§ **WHAT TO PRODUCE**: A word-for-word copy of the data, with no images, is the required answer.

** Opening SUPPLIED INFORMATION block **

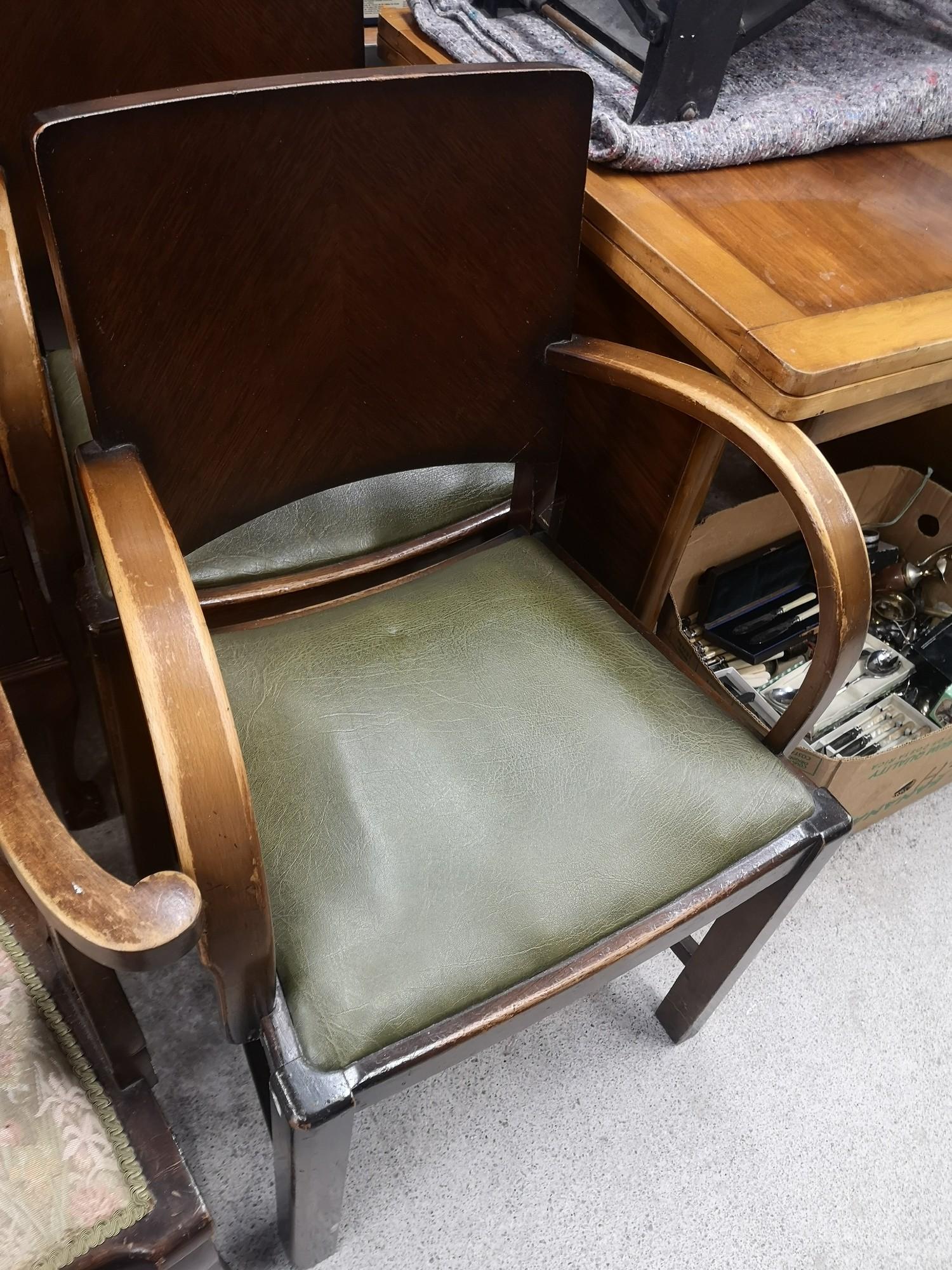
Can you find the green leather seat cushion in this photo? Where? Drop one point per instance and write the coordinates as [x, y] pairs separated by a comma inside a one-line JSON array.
[[465, 779], [322, 529]]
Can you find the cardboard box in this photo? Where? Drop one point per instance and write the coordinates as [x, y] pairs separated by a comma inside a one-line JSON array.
[[870, 788]]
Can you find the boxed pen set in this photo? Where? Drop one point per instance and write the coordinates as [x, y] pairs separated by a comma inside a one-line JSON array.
[[746, 608]]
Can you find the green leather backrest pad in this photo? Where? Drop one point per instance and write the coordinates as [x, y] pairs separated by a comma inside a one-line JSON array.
[[322, 529]]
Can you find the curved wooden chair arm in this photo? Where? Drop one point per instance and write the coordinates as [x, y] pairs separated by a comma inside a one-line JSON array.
[[800, 473], [128, 928], [194, 735]]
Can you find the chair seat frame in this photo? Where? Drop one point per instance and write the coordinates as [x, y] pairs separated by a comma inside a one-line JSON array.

** Closing SUPPLIED INFORMATION block **

§ **FINISHED TASK**:
Can you find the green leather seat cushion in this photo? Where? Drop one point per instance and write the coordinates as [x, y] pairs separated by a comma inside a one-line JSON array.
[[465, 779], [322, 529]]
Can you find the cardboard box in this photo? Where? Drop one point per instance and write the coordinates as [x, y] pairs separated by a comma inside a one-line JSON array.
[[870, 788]]
Can you find the boxed pen set in this photo? Where? Drop one point per instance and write the coordinates as [x, y] pairs separated by a comma inside a one-line JSON array.
[[746, 608]]
Can you find the green leather backrest pad in this photo? Where? Drop one point per instance and write the coordinates as [x, y] pairs separated by a comma inside a one-line JSON array.
[[322, 529]]
Can you find the curved wooden chair arm in this photo? Where? Drop one point per instance and write the coordinates as [x, y] pairs separated by a comma inside a one-line JSON array.
[[800, 473], [128, 928], [194, 735]]
Can you find the chair seat frame in this photo? Where? Drop one point per instance and write the coordinates as [x, y] pairs separated by a comma inside a one-line JSON array.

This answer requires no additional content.